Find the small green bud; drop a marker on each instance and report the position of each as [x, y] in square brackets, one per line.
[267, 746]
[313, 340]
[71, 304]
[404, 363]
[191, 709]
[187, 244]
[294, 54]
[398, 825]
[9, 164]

===

- What you are asked to do
Exact copies of all the entries above are required.

- Output of the task
Find the small green bud; drop a marker on each instance and report the position of each as [x, y] in square brackets, one per line.
[267, 746]
[313, 340]
[71, 304]
[404, 363]
[191, 709]
[187, 244]
[294, 54]
[398, 825]
[9, 164]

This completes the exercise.